Excerpts from segmentation records:
# # # # #

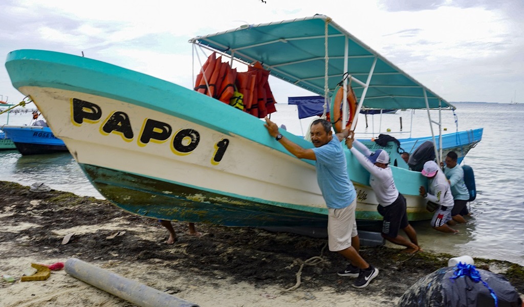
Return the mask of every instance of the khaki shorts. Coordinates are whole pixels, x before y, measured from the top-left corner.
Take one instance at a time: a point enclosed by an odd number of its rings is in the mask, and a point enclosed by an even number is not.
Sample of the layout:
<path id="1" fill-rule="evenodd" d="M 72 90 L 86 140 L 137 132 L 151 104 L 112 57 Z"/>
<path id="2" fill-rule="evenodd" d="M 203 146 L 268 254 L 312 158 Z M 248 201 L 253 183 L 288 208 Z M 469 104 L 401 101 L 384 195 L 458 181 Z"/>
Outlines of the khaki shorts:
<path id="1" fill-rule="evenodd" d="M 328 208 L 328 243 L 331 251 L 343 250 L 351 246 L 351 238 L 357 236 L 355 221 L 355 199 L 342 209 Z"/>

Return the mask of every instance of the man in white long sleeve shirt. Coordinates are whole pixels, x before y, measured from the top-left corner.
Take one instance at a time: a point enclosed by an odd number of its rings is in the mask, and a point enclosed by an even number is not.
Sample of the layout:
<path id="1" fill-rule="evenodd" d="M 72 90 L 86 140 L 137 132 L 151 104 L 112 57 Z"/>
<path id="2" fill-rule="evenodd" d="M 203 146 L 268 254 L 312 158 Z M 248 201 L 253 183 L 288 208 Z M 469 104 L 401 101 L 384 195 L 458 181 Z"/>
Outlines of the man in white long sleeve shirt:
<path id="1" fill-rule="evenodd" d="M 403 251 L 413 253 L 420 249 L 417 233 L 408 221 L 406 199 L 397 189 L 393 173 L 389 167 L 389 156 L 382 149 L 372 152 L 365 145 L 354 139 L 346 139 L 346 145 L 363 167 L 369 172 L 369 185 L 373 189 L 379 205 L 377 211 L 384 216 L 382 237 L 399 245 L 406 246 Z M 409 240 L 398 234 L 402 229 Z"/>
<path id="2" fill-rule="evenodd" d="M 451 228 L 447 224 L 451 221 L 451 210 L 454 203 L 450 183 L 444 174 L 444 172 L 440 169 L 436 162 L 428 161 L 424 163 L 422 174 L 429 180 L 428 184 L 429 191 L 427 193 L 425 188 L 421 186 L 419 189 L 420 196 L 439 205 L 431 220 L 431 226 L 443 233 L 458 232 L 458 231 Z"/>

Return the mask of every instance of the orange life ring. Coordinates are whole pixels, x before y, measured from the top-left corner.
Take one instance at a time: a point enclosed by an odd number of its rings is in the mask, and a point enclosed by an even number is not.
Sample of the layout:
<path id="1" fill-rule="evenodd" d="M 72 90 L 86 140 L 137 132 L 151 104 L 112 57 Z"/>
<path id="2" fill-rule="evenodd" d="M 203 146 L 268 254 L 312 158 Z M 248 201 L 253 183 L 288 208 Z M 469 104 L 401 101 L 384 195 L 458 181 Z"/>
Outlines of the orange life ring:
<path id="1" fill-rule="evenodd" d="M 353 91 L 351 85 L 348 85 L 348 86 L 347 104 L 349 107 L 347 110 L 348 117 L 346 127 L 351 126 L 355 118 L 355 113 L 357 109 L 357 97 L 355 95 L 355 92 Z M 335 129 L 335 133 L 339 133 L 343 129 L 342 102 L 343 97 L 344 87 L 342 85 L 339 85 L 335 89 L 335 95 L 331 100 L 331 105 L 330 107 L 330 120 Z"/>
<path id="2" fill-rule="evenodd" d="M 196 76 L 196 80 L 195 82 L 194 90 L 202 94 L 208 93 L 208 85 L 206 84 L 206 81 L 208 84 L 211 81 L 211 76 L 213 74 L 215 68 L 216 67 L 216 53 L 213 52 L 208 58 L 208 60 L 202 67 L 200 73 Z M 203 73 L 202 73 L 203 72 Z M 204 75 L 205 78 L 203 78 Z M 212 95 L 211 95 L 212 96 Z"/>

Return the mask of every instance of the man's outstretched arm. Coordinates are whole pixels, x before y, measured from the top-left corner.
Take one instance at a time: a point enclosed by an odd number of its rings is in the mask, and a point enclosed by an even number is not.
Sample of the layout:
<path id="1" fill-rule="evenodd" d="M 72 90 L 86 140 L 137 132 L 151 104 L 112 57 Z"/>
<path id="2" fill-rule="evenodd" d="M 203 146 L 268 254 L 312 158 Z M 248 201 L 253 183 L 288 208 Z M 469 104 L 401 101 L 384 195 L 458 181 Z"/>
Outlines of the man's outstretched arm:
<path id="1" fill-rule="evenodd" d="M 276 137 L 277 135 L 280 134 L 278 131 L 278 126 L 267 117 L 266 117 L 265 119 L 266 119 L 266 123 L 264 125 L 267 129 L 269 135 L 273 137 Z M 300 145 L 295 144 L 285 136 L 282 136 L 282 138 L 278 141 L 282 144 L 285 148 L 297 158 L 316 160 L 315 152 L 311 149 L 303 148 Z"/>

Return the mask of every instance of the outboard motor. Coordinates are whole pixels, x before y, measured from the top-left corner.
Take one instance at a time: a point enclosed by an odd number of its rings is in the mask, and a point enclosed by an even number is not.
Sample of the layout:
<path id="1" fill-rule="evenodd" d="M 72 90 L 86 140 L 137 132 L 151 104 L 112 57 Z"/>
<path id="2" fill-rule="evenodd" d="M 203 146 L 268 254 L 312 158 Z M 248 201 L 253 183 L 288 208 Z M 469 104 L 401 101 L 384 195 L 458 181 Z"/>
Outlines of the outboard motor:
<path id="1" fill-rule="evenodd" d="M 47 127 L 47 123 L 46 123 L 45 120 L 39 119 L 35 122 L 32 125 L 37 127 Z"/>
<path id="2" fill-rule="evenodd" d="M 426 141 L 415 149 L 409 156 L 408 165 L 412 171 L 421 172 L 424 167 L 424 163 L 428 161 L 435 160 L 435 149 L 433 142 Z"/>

# # # # #

Starting at the line that contains "Return the mask of every instance of the man's" and ending at the line that contains "276 137 L 277", give those lines of the records above as a Markdown table. Put a running number in a column named Row and the line in a column named Line, leaving out blank lines.

| Row | Line |
|---|---|
| 1 | Return the mask of every instance of the man's outstretched arm. Coordinates are whole pixels, x before y, measured from the top-left corner. |
| 2 | Take one instance at a time: a point enclosed by an odd number of its rings is in the mask, and a point enclosed by an even number is not. |
| 3 | Sample of the layout: |
| 4 | <path id="1" fill-rule="evenodd" d="M 72 90 L 86 140 L 137 132 L 151 104 L 112 57 Z"/> |
| 5 | <path id="2" fill-rule="evenodd" d="M 203 146 L 268 254 L 312 158 Z M 248 201 L 253 183 L 288 208 Z M 469 104 L 401 101 L 384 195 L 458 181 Z"/> |
| 6 | Outlines of the man's outstretched arm: |
| 7 | <path id="1" fill-rule="evenodd" d="M 276 137 L 277 135 L 280 134 L 278 131 L 278 126 L 267 117 L 266 117 L 265 119 L 266 119 L 266 123 L 264 125 L 267 129 L 269 135 L 273 137 Z M 300 145 L 295 144 L 285 136 L 282 136 L 282 138 L 278 141 L 282 144 L 285 148 L 297 158 L 316 160 L 315 152 L 311 149 L 303 148 Z"/> |